- _Task details_:
Without skipping anything, write out each record below exactly.

— BEGIN Available records —

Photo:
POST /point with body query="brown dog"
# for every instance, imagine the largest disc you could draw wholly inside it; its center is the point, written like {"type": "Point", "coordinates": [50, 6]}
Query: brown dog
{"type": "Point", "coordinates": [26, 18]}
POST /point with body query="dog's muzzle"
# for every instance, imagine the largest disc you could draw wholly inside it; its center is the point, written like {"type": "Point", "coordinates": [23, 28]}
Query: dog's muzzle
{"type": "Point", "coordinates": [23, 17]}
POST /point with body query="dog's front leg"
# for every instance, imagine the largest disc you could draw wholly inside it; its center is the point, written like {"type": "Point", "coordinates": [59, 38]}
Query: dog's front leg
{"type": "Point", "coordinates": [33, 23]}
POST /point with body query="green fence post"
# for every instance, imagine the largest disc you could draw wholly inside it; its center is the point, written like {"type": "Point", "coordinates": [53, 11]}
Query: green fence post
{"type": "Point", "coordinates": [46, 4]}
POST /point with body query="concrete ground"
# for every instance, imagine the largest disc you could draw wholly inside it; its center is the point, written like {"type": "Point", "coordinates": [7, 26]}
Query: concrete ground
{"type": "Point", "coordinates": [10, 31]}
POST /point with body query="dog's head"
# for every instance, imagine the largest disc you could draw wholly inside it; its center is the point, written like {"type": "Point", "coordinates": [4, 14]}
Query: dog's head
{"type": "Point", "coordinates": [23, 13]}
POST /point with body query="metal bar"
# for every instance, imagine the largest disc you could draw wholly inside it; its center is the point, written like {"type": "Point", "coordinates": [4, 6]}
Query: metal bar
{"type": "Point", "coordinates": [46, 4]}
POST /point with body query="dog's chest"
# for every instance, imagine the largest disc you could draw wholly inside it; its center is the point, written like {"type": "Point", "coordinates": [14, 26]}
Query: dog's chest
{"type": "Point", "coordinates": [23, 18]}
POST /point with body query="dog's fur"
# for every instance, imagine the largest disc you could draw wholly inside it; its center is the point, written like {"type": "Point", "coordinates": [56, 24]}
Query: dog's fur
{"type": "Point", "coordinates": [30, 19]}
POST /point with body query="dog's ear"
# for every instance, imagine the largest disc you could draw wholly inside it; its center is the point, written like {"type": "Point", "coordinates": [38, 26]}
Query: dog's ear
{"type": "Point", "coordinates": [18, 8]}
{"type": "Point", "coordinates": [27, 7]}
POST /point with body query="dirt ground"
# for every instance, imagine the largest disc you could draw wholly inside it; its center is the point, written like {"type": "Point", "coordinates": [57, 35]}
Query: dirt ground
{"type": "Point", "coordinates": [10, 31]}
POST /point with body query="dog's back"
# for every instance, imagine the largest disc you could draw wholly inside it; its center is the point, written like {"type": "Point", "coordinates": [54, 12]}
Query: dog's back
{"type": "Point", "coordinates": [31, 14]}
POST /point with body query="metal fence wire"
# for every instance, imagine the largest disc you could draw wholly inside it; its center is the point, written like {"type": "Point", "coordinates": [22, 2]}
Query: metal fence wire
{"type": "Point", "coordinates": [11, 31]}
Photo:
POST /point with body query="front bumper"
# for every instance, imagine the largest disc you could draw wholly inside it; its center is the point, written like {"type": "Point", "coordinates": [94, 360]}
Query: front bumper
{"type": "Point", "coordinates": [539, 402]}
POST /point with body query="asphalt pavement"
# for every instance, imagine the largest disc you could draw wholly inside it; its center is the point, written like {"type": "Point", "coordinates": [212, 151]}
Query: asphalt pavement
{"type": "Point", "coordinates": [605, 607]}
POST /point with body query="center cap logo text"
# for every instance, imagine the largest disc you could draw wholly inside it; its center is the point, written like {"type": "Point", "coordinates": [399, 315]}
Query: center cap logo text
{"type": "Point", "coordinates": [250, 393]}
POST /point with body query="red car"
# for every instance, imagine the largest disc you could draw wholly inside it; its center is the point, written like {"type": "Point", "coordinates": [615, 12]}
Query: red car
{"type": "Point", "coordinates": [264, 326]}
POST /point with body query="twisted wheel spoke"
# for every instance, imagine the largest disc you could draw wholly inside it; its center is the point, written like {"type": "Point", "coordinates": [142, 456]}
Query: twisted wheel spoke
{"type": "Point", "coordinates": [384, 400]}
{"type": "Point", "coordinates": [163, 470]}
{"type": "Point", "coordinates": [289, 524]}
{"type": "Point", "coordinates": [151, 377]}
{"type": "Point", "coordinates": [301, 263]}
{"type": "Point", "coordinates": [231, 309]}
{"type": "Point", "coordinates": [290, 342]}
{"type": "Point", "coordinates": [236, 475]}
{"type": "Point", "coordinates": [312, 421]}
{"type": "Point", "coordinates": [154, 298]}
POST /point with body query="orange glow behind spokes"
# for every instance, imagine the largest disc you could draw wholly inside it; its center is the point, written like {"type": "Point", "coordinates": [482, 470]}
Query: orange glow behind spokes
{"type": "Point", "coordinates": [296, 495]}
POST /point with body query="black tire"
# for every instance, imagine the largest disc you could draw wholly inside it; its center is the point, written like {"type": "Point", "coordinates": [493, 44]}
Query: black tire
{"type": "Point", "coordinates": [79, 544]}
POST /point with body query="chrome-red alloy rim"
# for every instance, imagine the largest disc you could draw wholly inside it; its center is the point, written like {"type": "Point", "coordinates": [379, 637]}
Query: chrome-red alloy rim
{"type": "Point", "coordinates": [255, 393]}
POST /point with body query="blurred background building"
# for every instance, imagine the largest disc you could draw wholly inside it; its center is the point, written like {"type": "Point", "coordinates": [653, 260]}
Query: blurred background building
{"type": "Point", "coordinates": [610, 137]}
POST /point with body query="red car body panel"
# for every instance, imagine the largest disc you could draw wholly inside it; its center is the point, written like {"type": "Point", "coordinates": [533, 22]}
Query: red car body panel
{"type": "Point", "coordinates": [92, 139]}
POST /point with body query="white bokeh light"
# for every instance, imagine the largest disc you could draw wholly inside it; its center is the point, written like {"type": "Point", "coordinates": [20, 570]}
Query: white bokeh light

— END Available records —

- _Solution to this task_:
Photo:
POST /point with body query="brown dog"
# for every instance, imagine the largest disc you could draw wholly inside it; its center is the point, written like {"type": "Point", "coordinates": [50, 6]}
Query: brown dog
{"type": "Point", "coordinates": [26, 18]}
POST /point with body query="dog's muzzle"
# for every instance, imagine the largest disc you could draw wholly inside it; its center is the point, written like {"type": "Point", "coordinates": [23, 28]}
Query: dog's muzzle
{"type": "Point", "coordinates": [23, 17]}
POST /point with body query="dog's front leg"
# for every instance, imagine the largest disc you could draw wholly inside it; its center is the point, written like {"type": "Point", "coordinates": [59, 38]}
Query: dog's front leg
{"type": "Point", "coordinates": [33, 23]}
POST /point with body query="green fence post"
# for every instance, imagine the largest disc you could draw wholly inside it; its center is the point, written like {"type": "Point", "coordinates": [53, 11]}
Query: green fence post
{"type": "Point", "coordinates": [46, 4]}
POST /point with body query="concrete ground"
# for every instance, imagine the largest disc you could draw wholly inside it; its center is the point, written like {"type": "Point", "coordinates": [7, 26]}
Query: concrete ground
{"type": "Point", "coordinates": [10, 31]}
POST /point with body query="dog's head"
# for every instance, imagine the largest disc you could draw wholly inside it; its center is the point, written like {"type": "Point", "coordinates": [4, 14]}
Query: dog's head
{"type": "Point", "coordinates": [23, 13]}
POST /point with body query="metal bar"
# for every instance, imagine the largest disc you could draw wholly inside it; its center is the point, written like {"type": "Point", "coordinates": [4, 6]}
Query: metal bar
{"type": "Point", "coordinates": [46, 4]}
POST /point with body query="dog's chest"
# for every instance, imagine the largest disc you could draw wholly inside it; its center is the point, written like {"type": "Point", "coordinates": [14, 26]}
Query: dog's chest
{"type": "Point", "coordinates": [23, 18]}
POST /point with body query="dog's fur"
# for every instance, imagine the largest disc you could draw wholly inside it; its center is the point, written like {"type": "Point", "coordinates": [56, 24]}
Query: dog's fur
{"type": "Point", "coordinates": [30, 19]}
POST /point with body query="dog's ear"
# for every instance, imagine the largest disc you could draw wholly inside it; its center is the point, written like {"type": "Point", "coordinates": [38, 26]}
Query: dog's ear
{"type": "Point", "coordinates": [18, 8]}
{"type": "Point", "coordinates": [27, 7]}
POST /point with body query="dirt ground"
# for every instance, imagine the largest disc you could draw wholly inside it; its center is the point, written like {"type": "Point", "coordinates": [57, 35]}
Query: dirt ground
{"type": "Point", "coordinates": [10, 31]}
POST /point with body query="dog's back"
# for every instance, imagine the largest disc you could draw wholly inside it; its center is the point, written like {"type": "Point", "coordinates": [54, 12]}
Query: dog's back
{"type": "Point", "coordinates": [31, 14]}
POST /point with body query="metal fence wire"
# for every instance, imagine the largest disc you could draw wholly inside it; its center is the point, written like {"type": "Point", "coordinates": [22, 2]}
Query: metal fence wire
{"type": "Point", "coordinates": [11, 31]}
Photo:
POST /point with body query="front bumper"
# for every instance, imagine the largest disc you could draw wholly inside it; its center is the point, written like {"type": "Point", "coordinates": [94, 360]}
Query: front bumper
{"type": "Point", "coordinates": [539, 402]}
POST /point with body query="asphalt pavement"
# for every instance, imagine the largest disc you could draw wholly inside it; its center is the point, written like {"type": "Point", "coordinates": [212, 151]}
Query: asphalt pavement
{"type": "Point", "coordinates": [605, 607]}
POST /point with body query="center cap logo text"
# for every instance, imagine the largest disc you could draw wholly inside it; its center is the point, written like {"type": "Point", "coordinates": [399, 315]}
Query: center cap logo text
{"type": "Point", "coordinates": [250, 393]}
POST /point with body query="red car"
# for every instance, imagine the largest disc you could draw wholly inside it; its center is the point, written like {"type": "Point", "coordinates": [615, 12]}
Query: red car
{"type": "Point", "coordinates": [264, 326]}
POST /point with body query="twisted wheel spoke"
# for every instance, imagine the largest disc you could draw wholly inside it; its center is the point, written like {"type": "Point", "coordinates": [142, 456]}
Query: twisted wheel spoke
{"type": "Point", "coordinates": [384, 400]}
{"type": "Point", "coordinates": [163, 470]}
{"type": "Point", "coordinates": [289, 524]}
{"type": "Point", "coordinates": [151, 377]}
{"type": "Point", "coordinates": [301, 263]}
{"type": "Point", "coordinates": [231, 309]}
{"type": "Point", "coordinates": [290, 342]}
{"type": "Point", "coordinates": [236, 475]}
{"type": "Point", "coordinates": [312, 421]}
{"type": "Point", "coordinates": [154, 298]}
POST /point with body query="orange glow behind spokes"
# for every instance, imagine the largest disc you could draw wholly inside it; its center is the point, written like {"type": "Point", "coordinates": [482, 470]}
Query: orange glow behind spokes
{"type": "Point", "coordinates": [296, 495]}
POST /point with body query="black tire"
# for every instance, imagine the largest disc you could draw wholly inside it; its center is the point, written like {"type": "Point", "coordinates": [493, 44]}
Query: black tire
{"type": "Point", "coordinates": [79, 544]}
POST /point with body query="chrome-red alloy rim"
# for every instance, imagine the largest disc you could draw wholly inside it; its center is the point, written like {"type": "Point", "coordinates": [379, 637]}
Query: chrome-red alloy rim
{"type": "Point", "coordinates": [255, 393]}
POST /point with body query="blurred background building"
# for every instance, imagine the largest disc you could draw wholly inside it; its center is the point, written like {"type": "Point", "coordinates": [653, 260]}
Query: blurred background building
{"type": "Point", "coordinates": [610, 137]}
POST /point with body query="red car body panel"
# for every instance, imagine the largest disc you could draw wholly inside it; its center is the point, written like {"type": "Point", "coordinates": [533, 22]}
Query: red car body panel
{"type": "Point", "coordinates": [92, 139]}
POST /point with body query="white bokeh light"
# for every instance, imagine the largest disc you could draw wholly inside it; its center is the point, written like {"type": "Point", "coordinates": [20, 570]}
Query: white bokeh light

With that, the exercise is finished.